Data excerpts:
● ● ●

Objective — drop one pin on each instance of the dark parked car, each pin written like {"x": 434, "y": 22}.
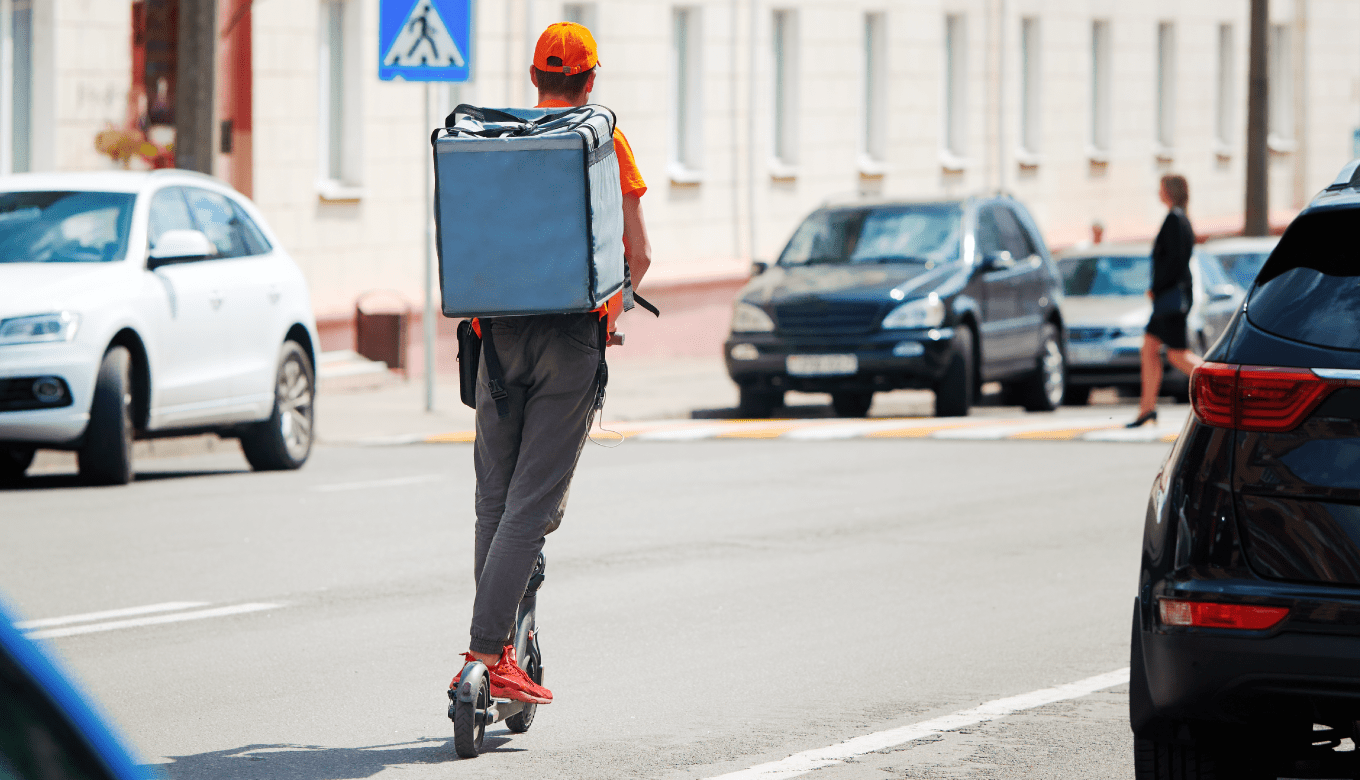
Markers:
{"x": 46, "y": 729}
{"x": 937, "y": 295}
{"x": 1246, "y": 627}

● ● ●

**WHAT YOU SHOULD DO**
Only an exact copy of the records counts as an answer. Leave out the images.

**RESPONSE AREA**
Objective — drop one pin on each instance of the dark parked car, each pin written like {"x": 434, "y": 22}.
Markers:
{"x": 46, "y": 729}
{"x": 937, "y": 295}
{"x": 1246, "y": 627}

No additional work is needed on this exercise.